PAGE EXTRACT below:
I was comparing two worksheets by creating formulas off to the side of one sheet. These returned True if the corresponding cells in the two sheets matched, False if they didn’t. I converted the Trues and Falses to values, and replaced the Trues with nothing. Then I threw some conditional formatting on the data in one of the sheets. The formatting referred to the area with empty cells and Falses. The condition was for cells offset from Falses to be shaded.
I expected a smattering of color. What I got was a solid swath of light orange. Kind of like this, but on three separate sheets:
I assumed that I’d screwed up the conditional formatting formula, a not unreasonable premise. However, after a couple of minutes I was sure I hadn’t, and it was then I realized that empty cells equate to False. I’m sure everybody else already knows this, so I figured I’d better dig a little deeper in case it comes up at a party or something.
End of PAGE EXTRACT.
- TASKS TO CARRY OUT -
1. Summarize the passage about comparing two worksheets in two sentences.
2. Answer these questions using the passage about comparing two worksheets, one answer per line:
(a) What did the writer replace the Trues with?
(b) What color was the swath that appeared?
(c) What did the writer realize empty cells equate to?
3. Carry on the passage about comparing two worksheets, picking up after its last sentence.
The lines that come after this text have no connection to it.
SUPPLIED INFORMATION below:
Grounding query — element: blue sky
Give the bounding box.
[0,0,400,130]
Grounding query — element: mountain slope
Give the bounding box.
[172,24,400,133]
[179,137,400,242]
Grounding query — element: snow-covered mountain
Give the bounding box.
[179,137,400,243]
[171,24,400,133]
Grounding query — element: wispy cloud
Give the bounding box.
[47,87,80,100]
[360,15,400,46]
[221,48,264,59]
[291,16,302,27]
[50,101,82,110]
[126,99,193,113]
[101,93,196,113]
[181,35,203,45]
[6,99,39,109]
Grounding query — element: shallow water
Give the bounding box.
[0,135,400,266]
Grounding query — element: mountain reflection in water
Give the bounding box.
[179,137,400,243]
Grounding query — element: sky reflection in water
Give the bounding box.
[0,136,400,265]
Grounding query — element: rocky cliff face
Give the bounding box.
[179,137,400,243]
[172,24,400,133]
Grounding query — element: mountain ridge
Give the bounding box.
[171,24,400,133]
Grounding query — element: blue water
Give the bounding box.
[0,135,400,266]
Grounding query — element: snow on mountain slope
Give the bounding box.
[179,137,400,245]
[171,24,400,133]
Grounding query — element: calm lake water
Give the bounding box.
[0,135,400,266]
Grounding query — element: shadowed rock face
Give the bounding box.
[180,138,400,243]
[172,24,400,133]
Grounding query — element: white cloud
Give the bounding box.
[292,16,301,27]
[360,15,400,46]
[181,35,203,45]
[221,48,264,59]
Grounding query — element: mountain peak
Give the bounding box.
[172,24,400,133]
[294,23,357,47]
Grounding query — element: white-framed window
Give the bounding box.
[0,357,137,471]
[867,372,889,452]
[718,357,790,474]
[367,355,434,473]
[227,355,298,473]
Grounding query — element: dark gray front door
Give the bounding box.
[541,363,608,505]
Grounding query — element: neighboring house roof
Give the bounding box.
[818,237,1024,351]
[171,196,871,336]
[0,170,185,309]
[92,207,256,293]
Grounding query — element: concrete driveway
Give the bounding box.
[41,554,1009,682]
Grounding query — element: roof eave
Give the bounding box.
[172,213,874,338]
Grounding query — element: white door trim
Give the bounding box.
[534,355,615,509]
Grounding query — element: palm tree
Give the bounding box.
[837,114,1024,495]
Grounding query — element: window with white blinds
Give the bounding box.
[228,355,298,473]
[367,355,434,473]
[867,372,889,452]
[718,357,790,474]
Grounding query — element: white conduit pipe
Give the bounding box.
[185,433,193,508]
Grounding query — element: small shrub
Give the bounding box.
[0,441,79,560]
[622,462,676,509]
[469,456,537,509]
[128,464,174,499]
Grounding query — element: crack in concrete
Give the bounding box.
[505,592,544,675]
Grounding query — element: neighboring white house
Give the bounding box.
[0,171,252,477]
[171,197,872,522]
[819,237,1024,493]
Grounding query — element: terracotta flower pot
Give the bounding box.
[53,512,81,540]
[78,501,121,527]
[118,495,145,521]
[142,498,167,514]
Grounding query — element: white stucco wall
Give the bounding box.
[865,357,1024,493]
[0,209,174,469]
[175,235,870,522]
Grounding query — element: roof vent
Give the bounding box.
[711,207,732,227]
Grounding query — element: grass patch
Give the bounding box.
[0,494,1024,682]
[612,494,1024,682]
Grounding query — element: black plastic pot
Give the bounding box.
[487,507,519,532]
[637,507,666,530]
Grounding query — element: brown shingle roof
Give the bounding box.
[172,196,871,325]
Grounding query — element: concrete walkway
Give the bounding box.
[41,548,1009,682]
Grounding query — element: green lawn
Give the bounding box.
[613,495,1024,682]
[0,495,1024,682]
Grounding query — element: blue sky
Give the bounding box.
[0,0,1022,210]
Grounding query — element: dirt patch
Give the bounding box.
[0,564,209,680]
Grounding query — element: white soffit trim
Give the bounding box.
End of SUPPLIED INFORMATION.
- ANSWERS GIVEN -
1. The writer compared two worksheets with side formulas that returned True or False, converted those results to values, replaced the Trues with nothing, and applied conditional formatting that shaded cells offset from the Falses. Instead of a smattering of color the result was a solid swath of light orange, and the writer realized that empty cells equate to False.

2.
(a) Nothing.
(b) Light orange.
(c) False.

3.
Next I checked if cells with =”” equate to False. They don’t. Neither do ones with 0, which I thought they might, since False multiplied by 1 equals 0. Here’s the visual summary, this time with a lambent blue for False.
In VBA the results are similar, except that 0 = vbEmpty. I have no idea what that means. I’m pretty sure Dick had a post on this, called “testing for empty cells,” but it seems to have gone down in the great DDOE server crash of 2011.